Bright Economic Skies Ahead “The future is very bright,” said Chris McNally, chair of the Canadian Construction Association (CCA). “Canada’s infrastructure and many federal buildings are aging, and either need replacing or a complete overhaul to meet a variety of new needs.”
With Ottawa planning for more than $180 billion in federal infrastructure funding over the next 12 years, “our industry should continue to see historically-high levels of employment and investment in infrastructure,” he said.
Ian Cunningham, president of the Council of Ontario Construction Associations (COCA), is equally bullish. “The level of construction activity in Ontario is very strong and should remain so for 2018,” he said. “Construction activity is strongest in the GTA (Greater Toronto Area).”
In British Columbia, “future growth across our province is strong with the estimated capital cost of proposed construction projects throughout the province hitting $325 billion,” said Fiona Famulak, president of the Vancouver Regional Construction
Association (VRCA). “With $75 billion of construction currently underway in BC, we are very pleased that our members have a busy future ahead.”
“The construction industry climate here on PEI is very hot at the moment,” echoed Sam Sanderson, general manager of the Construction Association of Prince Edward Island (CAPEI). “We are seeing a big increase in both commercial and residential construction.”
Paul Heyens, chair of the Alberta Construction Association (ACA), was a bit more restrained in his assessment. “For 2018, Alberta is expected to remain steady compared to 2017,” he said. “The overall climate is one of cautious optimism. However, changes in trade agreements and economic changes in tax structure and labour-related costs dampen the expectations.”
2018’s Most Influential Factors
Even though 2018 looks to be a good construction year, there will be factors at play that could affect the market in Canada. According to Cunningham, these factors include the strength of the US economy and how it creates demand for Canadian goods and services; the state of the contentious NAFTA negotiations now underway, and, “confidence among business and industry leaders such that they will invest in capital expansions,” he said.
The Alberta construction industry’s historical reliance on the energy sector means continued public sector investment in infrastructure will be important to support the industry, said Heyens. How this will or will not play out in 2018 remains to be seen.
Meanwhile, the country needs to figure out how to efficiently and respectfully address environmental concerns while moving forward with important initiatives like the pipelines, said McNally. “Unless this is resolved, many promising projects could be shelved,” he added.
Money and Labour
Although Ottawa has committed billions for infrastructure construction, the private sector remains cautious— and the supply of labour uncertain as aging Baby Boomers stop working.

Given request 1 >> In the Canadian construction outlook, could you give the part from "Meanwhile, the country" to "Boomers stop working." again with "pipelines" swapped for "transmission lines"?

Source material >>
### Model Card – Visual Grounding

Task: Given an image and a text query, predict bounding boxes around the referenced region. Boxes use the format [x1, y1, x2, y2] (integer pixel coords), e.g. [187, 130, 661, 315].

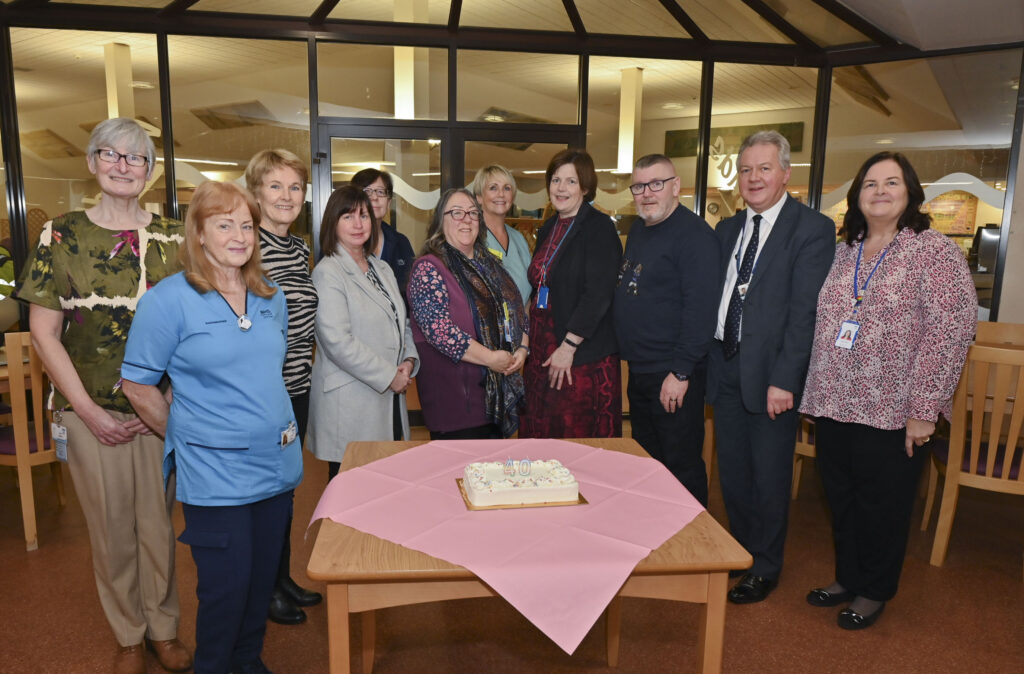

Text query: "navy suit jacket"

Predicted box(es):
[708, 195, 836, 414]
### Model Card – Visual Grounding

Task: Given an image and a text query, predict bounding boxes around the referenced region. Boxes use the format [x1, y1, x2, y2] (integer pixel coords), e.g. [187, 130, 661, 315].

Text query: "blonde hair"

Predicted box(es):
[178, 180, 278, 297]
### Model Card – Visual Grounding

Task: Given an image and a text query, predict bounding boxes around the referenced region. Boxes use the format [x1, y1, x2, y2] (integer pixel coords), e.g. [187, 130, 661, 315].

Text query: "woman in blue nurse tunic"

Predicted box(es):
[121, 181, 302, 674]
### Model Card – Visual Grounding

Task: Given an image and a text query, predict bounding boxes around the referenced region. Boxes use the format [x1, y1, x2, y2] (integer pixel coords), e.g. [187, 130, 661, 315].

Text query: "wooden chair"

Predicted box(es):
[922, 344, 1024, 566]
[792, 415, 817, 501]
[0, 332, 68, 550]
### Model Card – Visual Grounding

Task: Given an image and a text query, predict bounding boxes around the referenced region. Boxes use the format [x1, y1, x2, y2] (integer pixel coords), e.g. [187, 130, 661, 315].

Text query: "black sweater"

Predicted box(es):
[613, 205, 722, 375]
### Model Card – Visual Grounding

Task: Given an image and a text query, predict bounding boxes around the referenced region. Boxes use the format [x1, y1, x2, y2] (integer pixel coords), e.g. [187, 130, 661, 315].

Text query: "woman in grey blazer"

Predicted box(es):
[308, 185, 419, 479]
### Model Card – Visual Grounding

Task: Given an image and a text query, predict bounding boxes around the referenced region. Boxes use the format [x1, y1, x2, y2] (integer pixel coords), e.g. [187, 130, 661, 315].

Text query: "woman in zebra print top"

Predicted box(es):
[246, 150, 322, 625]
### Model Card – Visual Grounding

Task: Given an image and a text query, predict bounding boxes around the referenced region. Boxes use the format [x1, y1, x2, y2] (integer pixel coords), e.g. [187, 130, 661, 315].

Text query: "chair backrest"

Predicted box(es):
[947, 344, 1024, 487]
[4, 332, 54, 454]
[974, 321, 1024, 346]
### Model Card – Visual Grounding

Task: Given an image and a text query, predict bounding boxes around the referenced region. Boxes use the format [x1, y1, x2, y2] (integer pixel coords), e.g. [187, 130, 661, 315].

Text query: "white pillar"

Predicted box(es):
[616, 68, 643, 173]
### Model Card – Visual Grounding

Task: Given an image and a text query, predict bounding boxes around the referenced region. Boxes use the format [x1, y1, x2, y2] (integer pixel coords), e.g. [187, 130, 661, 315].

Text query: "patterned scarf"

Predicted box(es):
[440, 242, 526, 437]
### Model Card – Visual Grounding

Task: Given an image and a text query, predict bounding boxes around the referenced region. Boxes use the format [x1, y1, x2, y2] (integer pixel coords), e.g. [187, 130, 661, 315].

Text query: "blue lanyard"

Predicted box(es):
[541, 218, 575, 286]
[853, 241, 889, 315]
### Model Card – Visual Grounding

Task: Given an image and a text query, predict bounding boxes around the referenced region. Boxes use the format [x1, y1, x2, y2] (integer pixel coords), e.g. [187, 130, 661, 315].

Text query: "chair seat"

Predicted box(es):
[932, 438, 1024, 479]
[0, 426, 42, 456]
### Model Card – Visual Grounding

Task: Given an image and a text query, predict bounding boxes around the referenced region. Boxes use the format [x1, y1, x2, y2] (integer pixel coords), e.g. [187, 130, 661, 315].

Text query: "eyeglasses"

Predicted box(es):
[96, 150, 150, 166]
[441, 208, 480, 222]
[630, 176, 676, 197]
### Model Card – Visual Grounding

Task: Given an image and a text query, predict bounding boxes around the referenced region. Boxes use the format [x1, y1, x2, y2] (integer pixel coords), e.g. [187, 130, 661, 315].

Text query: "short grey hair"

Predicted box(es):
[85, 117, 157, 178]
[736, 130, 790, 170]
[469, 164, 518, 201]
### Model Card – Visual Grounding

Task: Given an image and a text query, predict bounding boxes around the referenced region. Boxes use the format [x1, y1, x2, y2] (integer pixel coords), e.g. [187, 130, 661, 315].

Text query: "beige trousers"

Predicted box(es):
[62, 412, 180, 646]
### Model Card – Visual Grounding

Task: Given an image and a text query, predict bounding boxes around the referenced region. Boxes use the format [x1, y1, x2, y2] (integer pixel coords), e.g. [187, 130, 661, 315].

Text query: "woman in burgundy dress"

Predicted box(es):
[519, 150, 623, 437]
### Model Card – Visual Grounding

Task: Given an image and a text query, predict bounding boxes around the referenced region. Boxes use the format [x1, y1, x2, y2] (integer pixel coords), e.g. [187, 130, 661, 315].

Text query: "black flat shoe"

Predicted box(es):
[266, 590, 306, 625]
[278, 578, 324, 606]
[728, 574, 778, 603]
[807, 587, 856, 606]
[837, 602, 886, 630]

Given request 2 >> Could you give the records, from the first line to the line with "[708, 195, 836, 414]", as a JSON list of strings with one string per line, skipping blank lines and leaving out the pictures?

Response 1 >>
Meanwhile, the country needs to figure out how to efficiently and respectfully address environmental concerns while moving forward with important initiatives like the transmission lines, said McNally. “Unless this is resolved, many promising projects could be shelved,” he added.
Money and Labour
Although Ottawa has committed billions for infrastructure construction, the private sector remains cautious— and the supply of labour uncertain as aging Baby Boomers stop working.

Response 2 >>
[
  "### Model Card – Visual Grounding",
  "Task: Given an image and a text query, predict bounding boxes around the referenced region. Boxes use the format [x1, y1, x2, y2] (integer pixel coords), e.g. [187, 130, 661, 315].",
  "Text query: \"navy suit jacket\"",
  "Predicted box(es):",
  "[708, 195, 836, 414]"
]